# Tunnel Portals for the Redwood Creek and Tallulah Ridge RR



## rsmproductions (Jan 5, 2008)

Had some fun scratch building some tunnel portals for the tunnel that will be going under Tallulah Ridge. I started with a pattern after researching dimensions, etc here on MLS. After working through what material I was going to use I happened upon the article in the Dec 2012 GR - "Build a weather-resistant retaining wall" by David kaluta. He talks about using a tile product found at Lowes for retaining walls. After reading the article I figured this might look nice on the tunnel portal as well. So, I found the product at one of our local Lowes and bought a couple of sheets as well as the mouldings that went with it. Here are some pictures of my work...I hope you enjoy. I just need to get a few more moulding pieces to finish the second portal.

Richard

Solistone White Natural Stone Wall Tile found at Lowes










The matching moulding pieces used for the top of the portal...I used Hardiboard for the backing material.









I used a Dremel with the diamond blade to cut the stone...pretty easy work.










I'm using Loctite Landscape Block adhesive to glue everything together.










The finished look minus a few areas to be trimmed...will look for something weather it slightly (smoke stain in the middle, etc)


----------



## docwatsonva (Jan 2, 2008)

Richard,

That's a great looking portal. Those stone mini tiles a perfect for a scale look. Are you going to seal the backer board?

Doc


----------



## rsmproductions (Jan 5, 2008)

Thanks Doc, I like how they've turned out. I am planning on sealing the backer board...just not sure what would work the best. Any ideas?? 

Thanks,
Richard


----------



## docwatsonva (Jan 2, 2008)

* **Source material**

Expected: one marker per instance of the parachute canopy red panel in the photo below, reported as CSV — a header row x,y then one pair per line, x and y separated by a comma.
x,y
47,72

* **Exercise instructions**
A: According to the tunnel portal thread, what adhesive is being used to glue the portal together?
B: In the tunnel portal thread, why did the builder decide to use the stone tile product from Lowes for the portals?
C: Reproduce the stretch of the tunnel portal thread from "Solistone White Natural" through "the backing material.".
Rely only on the tunnel portal thread for your responses.

* **Task responses**
A: Loctite Landscape Block adhesive.

B: He read a December 2012 GR article by David Kaluta about using that tile product for a weather-resistant retaining wall. After reading it, he figured the tile might look nice on a tunnel portal as well.

C:
Solistone White Natural Stone Wall Tile found at Lowes










The matching moulding pieces used for the top of the portal...I used Hardiboard for the backing material.